*** Opening Supplied material ***
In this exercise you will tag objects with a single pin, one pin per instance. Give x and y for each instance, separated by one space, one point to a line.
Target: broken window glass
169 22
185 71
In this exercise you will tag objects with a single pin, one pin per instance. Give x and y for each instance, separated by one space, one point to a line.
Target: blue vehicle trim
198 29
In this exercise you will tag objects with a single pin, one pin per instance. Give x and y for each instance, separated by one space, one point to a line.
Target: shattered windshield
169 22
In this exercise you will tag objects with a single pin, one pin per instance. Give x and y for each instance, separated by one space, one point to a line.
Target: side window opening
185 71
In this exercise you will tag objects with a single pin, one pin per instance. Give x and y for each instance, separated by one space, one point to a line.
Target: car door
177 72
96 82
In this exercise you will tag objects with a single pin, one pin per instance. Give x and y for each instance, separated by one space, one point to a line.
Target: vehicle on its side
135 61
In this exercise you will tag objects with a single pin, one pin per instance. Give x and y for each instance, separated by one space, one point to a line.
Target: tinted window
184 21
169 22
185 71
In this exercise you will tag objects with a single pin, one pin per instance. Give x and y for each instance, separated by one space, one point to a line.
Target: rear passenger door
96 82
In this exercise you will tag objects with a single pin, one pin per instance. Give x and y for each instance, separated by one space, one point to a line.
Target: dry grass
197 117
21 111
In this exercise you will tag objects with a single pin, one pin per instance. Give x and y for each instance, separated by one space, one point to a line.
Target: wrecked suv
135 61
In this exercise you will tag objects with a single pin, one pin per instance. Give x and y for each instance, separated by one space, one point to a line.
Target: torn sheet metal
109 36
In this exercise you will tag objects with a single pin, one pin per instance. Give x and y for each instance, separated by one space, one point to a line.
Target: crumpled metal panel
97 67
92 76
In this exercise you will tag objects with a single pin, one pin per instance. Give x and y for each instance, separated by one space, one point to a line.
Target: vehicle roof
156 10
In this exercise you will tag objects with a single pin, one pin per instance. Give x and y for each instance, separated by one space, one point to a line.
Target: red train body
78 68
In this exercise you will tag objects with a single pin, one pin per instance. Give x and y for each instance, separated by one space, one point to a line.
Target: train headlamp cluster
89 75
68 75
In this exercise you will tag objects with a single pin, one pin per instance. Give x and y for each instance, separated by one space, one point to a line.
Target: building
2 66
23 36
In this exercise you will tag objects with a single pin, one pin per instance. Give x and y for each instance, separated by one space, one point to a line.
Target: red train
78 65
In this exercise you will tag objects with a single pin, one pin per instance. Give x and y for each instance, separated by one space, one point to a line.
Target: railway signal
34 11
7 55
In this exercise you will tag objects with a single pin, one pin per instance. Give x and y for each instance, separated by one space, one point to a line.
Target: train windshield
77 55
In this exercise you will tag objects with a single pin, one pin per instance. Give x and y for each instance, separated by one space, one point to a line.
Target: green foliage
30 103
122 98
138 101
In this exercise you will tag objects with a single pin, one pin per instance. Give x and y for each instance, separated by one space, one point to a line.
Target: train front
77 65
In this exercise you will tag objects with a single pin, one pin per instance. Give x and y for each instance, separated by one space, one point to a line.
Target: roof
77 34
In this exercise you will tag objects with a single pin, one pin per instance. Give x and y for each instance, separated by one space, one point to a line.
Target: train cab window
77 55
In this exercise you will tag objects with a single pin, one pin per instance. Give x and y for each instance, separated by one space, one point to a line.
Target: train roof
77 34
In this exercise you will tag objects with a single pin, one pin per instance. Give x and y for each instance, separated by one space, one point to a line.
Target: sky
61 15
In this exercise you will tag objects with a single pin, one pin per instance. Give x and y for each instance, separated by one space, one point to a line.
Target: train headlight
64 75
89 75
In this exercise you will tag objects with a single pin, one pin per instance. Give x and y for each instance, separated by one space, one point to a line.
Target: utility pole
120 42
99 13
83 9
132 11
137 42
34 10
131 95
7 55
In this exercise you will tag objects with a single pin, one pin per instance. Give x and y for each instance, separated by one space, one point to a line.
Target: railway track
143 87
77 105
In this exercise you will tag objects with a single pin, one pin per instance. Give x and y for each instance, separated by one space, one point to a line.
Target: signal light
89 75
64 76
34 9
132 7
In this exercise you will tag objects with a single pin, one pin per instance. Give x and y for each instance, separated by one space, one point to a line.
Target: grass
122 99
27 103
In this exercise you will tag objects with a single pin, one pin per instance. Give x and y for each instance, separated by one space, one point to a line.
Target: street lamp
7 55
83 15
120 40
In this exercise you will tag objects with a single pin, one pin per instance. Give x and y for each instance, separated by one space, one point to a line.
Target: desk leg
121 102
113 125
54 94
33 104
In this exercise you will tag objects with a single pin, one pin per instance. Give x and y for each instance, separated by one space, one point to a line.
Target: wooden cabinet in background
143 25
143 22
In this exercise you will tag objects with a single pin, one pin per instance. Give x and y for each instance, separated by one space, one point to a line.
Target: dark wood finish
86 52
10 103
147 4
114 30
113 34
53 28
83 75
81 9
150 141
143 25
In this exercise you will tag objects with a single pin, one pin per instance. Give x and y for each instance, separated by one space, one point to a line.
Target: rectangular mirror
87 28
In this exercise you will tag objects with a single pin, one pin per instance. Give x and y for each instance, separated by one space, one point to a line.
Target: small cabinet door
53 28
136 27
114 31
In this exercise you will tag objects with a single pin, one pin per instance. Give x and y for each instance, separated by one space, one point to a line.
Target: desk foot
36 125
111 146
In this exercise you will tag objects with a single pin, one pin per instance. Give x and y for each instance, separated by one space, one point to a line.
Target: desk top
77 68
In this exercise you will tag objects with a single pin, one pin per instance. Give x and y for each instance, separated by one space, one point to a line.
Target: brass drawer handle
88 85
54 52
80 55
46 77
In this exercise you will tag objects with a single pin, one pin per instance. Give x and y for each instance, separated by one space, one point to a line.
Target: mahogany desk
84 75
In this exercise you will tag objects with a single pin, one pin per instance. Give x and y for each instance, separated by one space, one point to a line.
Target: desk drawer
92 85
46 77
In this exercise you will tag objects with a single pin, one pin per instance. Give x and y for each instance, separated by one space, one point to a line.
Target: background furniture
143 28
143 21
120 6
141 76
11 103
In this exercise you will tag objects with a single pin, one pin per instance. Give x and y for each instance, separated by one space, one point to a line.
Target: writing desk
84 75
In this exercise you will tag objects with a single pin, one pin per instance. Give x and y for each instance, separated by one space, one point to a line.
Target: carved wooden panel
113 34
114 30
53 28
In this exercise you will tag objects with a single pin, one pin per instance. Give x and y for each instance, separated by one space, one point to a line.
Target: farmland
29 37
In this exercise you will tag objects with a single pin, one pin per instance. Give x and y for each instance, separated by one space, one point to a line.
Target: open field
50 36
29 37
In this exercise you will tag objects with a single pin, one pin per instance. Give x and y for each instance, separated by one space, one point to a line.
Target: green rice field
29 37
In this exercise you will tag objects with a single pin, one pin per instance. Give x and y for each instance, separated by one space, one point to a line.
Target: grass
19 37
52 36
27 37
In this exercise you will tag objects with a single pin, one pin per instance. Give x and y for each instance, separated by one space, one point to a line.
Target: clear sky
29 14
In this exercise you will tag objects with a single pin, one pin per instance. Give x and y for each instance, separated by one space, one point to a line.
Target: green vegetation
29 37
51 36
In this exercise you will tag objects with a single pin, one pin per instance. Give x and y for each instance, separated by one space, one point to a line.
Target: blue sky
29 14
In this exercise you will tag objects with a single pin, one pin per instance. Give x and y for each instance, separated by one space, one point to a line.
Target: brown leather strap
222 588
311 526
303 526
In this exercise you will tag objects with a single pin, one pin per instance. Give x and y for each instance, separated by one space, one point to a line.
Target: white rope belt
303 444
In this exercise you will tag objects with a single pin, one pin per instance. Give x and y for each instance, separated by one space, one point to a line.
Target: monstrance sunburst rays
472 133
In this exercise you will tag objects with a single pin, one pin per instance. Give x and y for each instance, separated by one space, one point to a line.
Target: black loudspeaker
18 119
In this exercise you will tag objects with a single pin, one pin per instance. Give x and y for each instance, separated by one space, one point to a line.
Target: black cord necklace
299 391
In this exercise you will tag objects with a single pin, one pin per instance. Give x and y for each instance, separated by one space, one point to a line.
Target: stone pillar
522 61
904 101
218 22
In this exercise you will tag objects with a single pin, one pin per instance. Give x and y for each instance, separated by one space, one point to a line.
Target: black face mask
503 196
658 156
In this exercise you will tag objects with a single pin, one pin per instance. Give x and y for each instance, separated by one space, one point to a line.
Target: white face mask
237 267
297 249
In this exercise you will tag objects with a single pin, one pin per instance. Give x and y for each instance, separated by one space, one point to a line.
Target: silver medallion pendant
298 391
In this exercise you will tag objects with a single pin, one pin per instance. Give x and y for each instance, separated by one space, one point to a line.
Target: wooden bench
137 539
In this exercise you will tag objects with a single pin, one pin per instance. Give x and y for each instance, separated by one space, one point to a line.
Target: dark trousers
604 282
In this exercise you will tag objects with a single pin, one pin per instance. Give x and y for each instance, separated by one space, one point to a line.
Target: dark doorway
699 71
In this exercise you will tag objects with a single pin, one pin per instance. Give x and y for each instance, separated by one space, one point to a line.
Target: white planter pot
*** Closing Supplied material ***
Would you quote, exactly and only, the lines from the one containing "Target: dark doorway" to the end of the entries?

Target: dark doorway
699 71
In this exercise you will tag objects with a single pin, one pin per instance. Give x and y for each instance, separated by one space, one point to a line.
Target: white planter pot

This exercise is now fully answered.